-- Exercise description --
Return each line below holding the string "light".

[Task data Boundary: Start]

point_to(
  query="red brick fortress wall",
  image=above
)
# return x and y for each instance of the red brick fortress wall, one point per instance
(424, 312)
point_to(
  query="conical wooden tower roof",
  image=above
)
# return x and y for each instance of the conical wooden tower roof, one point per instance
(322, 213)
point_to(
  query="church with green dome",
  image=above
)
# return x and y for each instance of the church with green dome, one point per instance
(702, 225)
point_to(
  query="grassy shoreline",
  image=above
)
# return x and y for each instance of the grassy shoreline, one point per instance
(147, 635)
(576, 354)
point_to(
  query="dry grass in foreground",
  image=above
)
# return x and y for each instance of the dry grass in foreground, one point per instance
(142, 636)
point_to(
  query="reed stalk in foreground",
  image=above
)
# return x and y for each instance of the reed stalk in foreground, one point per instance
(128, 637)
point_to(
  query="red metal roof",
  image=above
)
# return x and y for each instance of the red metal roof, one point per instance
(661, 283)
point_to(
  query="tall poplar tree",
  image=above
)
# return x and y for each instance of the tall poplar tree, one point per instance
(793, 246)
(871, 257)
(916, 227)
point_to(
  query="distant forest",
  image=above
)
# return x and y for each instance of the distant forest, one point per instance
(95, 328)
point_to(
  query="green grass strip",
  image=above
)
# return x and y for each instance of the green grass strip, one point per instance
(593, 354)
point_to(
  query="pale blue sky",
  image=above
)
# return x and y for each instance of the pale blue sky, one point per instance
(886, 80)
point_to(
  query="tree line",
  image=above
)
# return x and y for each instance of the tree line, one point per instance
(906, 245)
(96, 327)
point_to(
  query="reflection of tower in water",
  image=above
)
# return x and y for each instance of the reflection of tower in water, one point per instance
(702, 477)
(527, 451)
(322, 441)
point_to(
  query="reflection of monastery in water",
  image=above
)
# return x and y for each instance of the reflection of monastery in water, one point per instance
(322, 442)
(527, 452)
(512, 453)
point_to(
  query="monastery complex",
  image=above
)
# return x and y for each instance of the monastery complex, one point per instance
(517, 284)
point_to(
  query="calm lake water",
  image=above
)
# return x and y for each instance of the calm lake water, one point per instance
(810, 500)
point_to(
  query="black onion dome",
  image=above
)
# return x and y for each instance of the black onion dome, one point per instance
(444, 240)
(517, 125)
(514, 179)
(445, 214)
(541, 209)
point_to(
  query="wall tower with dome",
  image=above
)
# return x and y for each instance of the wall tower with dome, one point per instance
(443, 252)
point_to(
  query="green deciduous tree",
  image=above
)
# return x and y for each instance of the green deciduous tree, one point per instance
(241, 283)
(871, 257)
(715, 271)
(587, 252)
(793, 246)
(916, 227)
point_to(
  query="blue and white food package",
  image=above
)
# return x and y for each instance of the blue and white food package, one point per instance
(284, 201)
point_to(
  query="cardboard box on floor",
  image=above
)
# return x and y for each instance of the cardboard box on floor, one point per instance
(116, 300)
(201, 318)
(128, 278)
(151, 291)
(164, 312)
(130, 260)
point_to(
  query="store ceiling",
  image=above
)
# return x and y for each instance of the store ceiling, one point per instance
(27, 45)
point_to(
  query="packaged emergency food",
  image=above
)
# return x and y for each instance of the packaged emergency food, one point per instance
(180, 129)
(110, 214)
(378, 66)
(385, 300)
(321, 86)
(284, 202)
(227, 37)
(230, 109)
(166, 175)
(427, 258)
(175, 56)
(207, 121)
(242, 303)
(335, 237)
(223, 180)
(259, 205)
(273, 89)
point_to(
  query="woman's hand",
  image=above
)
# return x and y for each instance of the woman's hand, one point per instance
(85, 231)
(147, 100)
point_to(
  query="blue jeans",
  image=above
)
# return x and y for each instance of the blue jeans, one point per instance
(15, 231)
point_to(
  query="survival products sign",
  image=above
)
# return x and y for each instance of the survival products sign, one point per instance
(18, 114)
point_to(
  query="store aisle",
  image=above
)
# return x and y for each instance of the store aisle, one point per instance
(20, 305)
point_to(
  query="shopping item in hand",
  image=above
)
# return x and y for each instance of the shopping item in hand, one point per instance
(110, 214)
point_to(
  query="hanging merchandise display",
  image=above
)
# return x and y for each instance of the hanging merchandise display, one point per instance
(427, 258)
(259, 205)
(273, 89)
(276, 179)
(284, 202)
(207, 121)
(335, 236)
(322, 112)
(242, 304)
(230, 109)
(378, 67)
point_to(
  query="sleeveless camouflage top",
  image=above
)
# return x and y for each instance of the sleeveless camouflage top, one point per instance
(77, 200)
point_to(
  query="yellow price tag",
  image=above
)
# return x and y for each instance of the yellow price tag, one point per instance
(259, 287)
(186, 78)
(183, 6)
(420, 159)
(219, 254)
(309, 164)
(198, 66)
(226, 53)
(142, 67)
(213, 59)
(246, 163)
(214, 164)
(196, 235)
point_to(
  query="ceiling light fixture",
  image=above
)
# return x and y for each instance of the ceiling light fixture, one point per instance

[Task data Boundary: End]

-- Solution to this task --
  query="ceiling light fixture",
# return x and y for each instance of the ceiling light fixture, one point per instance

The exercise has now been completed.